*REQUIRED TASK*. Identify every line in the listing below that contains the word "nose" and copy each one out in full. Case counts.

*INPUT DATA*.
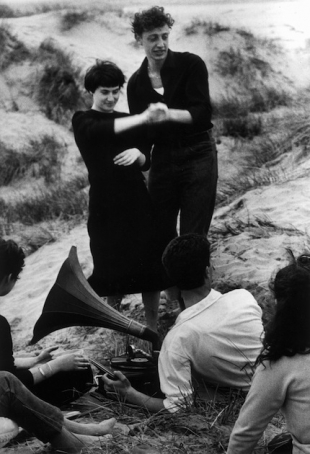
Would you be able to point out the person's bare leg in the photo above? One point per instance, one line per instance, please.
(102, 428)
(71, 443)
(115, 301)
(151, 303)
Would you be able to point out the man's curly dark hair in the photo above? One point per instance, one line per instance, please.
(149, 19)
(12, 259)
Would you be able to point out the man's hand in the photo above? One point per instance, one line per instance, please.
(121, 386)
(127, 157)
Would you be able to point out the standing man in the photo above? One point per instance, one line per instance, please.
(183, 173)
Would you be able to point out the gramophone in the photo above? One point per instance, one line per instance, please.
(72, 302)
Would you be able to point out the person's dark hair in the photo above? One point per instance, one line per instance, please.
(185, 260)
(288, 332)
(103, 74)
(149, 19)
(12, 259)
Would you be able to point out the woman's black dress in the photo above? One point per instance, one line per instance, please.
(121, 224)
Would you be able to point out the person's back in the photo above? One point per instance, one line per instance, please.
(281, 380)
(219, 338)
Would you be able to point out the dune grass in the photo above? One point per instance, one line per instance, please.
(73, 18)
(12, 49)
(209, 28)
(41, 158)
(62, 201)
(59, 85)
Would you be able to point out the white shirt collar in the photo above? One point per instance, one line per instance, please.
(192, 311)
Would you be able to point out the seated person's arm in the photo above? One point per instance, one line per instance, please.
(266, 396)
(31, 361)
(123, 387)
(159, 113)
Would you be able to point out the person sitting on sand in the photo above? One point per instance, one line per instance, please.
(45, 421)
(217, 336)
(281, 381)
(55, 380)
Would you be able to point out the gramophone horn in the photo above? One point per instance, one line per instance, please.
(72, 302)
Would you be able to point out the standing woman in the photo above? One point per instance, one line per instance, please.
(281, 380)
(121, 220)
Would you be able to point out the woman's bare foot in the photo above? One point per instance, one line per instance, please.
(71, 443)
(103, 428)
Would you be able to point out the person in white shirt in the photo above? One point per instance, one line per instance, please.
(217, 337)
(281, 380)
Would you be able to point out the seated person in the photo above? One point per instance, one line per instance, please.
(216, 336)
(46, 422)
(70, 372)
(281, 381)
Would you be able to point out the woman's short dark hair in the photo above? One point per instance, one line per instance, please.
(103, 74)
(149, 19)
(185, 260)
(288, 332)
(12, 259)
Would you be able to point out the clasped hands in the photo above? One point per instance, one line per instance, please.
(157, 113)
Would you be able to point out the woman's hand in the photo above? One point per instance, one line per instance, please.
(45, 355)
(70, 361)
(127, 157)
(121, 386)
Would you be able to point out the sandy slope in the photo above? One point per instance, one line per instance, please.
(262, 223)
(287, 203)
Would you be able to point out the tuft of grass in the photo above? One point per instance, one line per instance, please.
(209, 28)
(243, 126)
(72, 19)
(235, 63)
(6, 11)
(12, 50)
(64, 201)
(41, 158)
(58, 90)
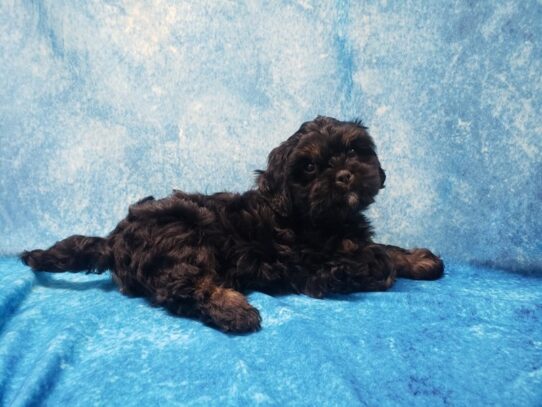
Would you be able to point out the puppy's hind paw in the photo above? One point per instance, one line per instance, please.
(425, 265)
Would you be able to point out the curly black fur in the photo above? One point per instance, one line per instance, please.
(301, 230)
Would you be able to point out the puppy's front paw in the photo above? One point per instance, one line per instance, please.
(232, 313)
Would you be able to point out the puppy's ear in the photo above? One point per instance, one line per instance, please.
(272, 182)
(382, 177)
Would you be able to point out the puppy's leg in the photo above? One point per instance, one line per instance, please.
(369, 270)
(189, 290)
(418, 264)
(226, 308)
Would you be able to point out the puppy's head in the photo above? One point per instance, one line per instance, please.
(327, 170)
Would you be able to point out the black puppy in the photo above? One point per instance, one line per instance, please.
(300, 230)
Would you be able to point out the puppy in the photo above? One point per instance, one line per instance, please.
(300, 230)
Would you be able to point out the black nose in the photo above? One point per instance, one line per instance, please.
(344, 177)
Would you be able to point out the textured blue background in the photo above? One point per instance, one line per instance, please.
(103, 102)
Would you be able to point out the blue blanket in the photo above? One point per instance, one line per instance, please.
(472, 338)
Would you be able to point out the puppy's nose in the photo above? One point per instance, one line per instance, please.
(344, 177)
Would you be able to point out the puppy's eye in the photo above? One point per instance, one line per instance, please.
(310, 167)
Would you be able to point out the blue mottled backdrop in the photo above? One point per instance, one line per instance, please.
(103, 102)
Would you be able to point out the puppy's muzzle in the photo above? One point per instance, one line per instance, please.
(344, 178)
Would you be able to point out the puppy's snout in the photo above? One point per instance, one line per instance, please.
(344, 177)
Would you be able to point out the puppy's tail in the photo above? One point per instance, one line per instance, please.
(75, 253)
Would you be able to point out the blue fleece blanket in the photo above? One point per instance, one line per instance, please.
(472, 338)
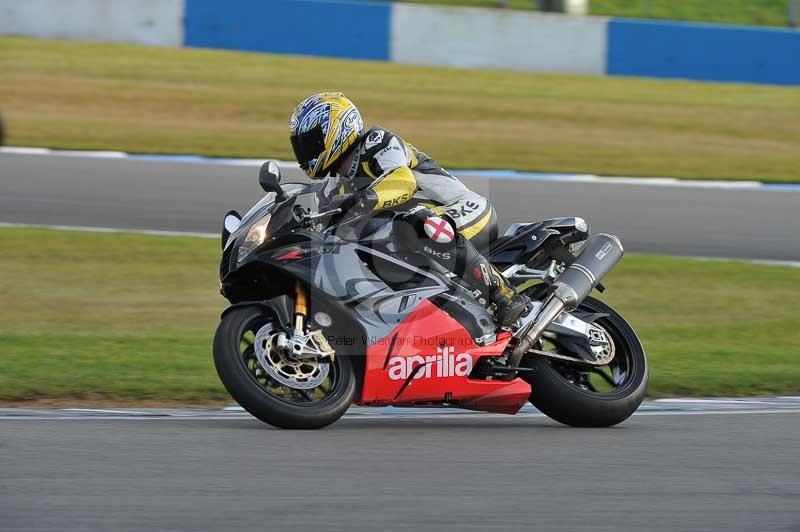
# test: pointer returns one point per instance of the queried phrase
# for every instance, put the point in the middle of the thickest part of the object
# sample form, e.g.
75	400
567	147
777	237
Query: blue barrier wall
703	51
355	29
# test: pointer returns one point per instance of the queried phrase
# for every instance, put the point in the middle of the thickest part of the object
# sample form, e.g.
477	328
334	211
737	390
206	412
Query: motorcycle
328	311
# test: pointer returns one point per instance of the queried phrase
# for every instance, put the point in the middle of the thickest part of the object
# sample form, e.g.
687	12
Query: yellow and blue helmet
322	130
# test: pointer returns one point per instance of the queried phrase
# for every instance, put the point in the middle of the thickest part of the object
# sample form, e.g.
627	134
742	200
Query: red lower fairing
427	358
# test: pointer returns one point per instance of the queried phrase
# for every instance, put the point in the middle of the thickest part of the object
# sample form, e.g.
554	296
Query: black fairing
534	243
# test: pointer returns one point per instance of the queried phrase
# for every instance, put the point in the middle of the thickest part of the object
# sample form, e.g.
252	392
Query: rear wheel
583	395
290	394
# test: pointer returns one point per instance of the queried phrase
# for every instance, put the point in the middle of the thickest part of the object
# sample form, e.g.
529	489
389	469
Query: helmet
323	128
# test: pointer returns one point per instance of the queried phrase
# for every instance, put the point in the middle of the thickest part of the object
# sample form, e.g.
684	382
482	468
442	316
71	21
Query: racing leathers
437	215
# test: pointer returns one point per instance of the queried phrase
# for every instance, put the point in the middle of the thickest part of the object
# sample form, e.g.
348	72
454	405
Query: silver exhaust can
599	255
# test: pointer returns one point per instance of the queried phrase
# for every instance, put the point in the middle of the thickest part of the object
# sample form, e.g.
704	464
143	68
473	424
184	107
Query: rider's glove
354	204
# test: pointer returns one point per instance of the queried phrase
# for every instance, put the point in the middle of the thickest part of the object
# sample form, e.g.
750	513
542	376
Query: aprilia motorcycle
326	312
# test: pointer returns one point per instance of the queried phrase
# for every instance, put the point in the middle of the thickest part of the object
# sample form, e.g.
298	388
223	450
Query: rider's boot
493	287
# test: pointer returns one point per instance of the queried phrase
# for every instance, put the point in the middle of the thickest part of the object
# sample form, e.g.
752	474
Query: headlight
255	237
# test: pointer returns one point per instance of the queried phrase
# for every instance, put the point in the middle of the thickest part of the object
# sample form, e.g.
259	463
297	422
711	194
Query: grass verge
127	319
131	98
755	12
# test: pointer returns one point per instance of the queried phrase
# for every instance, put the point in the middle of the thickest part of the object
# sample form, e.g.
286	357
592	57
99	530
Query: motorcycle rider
376	170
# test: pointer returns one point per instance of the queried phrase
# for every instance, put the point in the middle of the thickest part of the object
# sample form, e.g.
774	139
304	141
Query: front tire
564	391
263	397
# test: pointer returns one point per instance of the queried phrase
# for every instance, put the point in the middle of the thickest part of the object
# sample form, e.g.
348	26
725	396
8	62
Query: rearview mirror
269	178
230	224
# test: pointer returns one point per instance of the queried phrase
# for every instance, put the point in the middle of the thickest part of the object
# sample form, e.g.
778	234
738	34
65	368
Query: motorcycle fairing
522	241
337	269
428	359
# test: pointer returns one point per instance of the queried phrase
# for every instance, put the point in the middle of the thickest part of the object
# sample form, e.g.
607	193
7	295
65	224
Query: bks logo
445	363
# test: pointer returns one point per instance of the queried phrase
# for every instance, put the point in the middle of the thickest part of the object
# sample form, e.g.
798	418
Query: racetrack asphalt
666	471
136	194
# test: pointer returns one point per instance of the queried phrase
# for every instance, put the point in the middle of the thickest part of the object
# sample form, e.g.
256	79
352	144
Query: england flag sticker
439	230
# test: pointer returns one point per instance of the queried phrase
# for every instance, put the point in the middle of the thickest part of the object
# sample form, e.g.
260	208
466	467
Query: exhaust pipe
600	254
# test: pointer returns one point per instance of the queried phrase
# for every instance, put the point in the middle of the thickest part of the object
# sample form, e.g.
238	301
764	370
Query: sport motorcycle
327	311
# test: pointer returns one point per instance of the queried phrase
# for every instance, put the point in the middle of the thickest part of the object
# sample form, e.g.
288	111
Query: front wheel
581	395
304	394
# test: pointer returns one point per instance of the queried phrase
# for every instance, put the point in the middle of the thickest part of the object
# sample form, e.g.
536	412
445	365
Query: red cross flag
439	230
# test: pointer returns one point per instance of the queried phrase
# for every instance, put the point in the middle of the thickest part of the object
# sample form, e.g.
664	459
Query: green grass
102	96
129	318
754	12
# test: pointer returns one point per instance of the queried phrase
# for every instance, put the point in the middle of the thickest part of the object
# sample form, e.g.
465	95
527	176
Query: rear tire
566	401
232	367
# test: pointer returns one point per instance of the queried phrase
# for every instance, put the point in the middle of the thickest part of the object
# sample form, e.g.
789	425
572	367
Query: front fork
300	308
299	344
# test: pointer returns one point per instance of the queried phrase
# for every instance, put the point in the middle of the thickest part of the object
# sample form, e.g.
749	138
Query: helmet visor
308	146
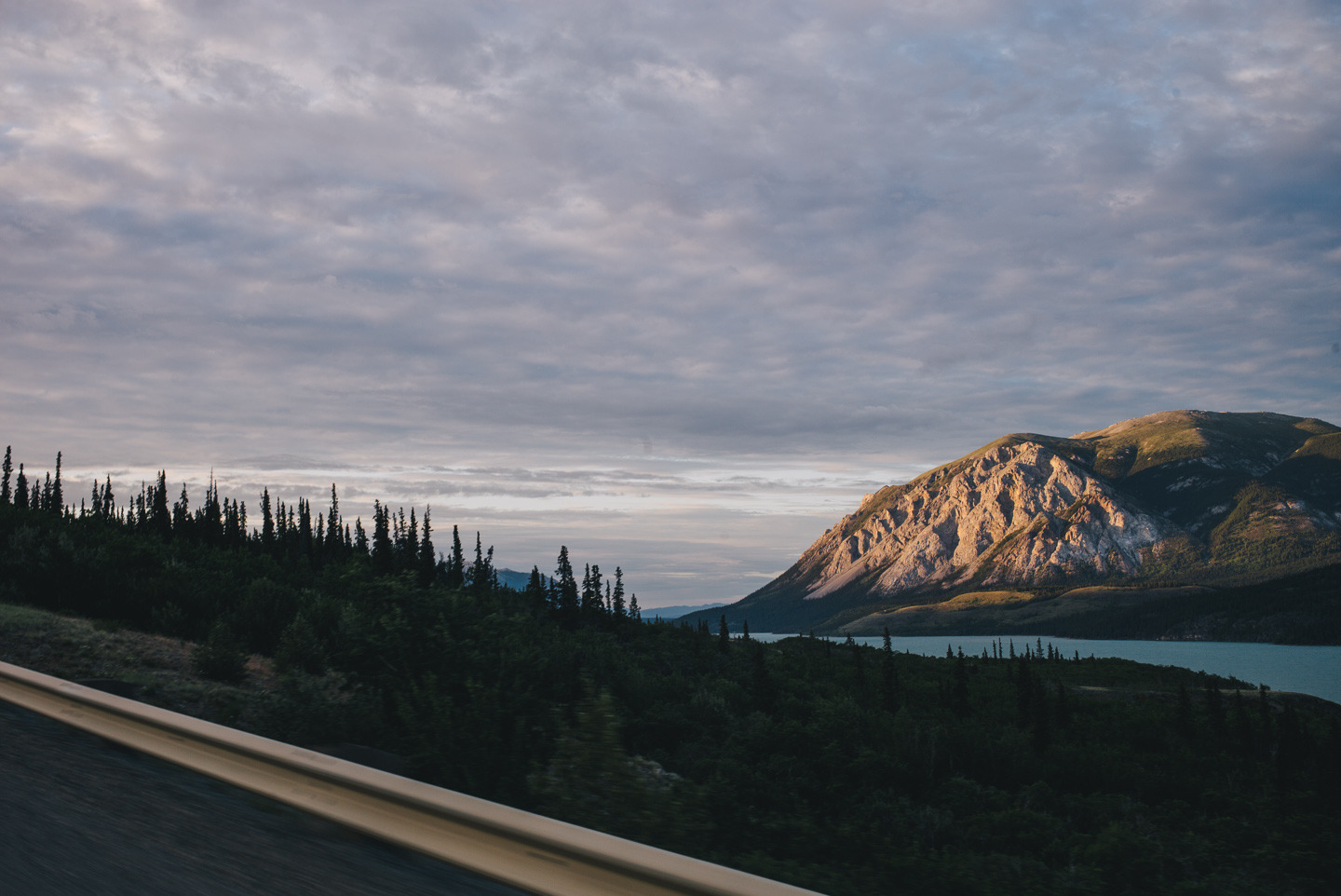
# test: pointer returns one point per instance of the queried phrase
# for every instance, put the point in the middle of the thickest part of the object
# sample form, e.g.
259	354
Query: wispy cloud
549	238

*RESULT FOR THIS EXERCISE*.
Would you be able to point out the black nose in the photo above? One point per instance, one line per instance, please.
Would you be able to point out the puppy's nose in the photo above? One point per instance, one line per instance, please.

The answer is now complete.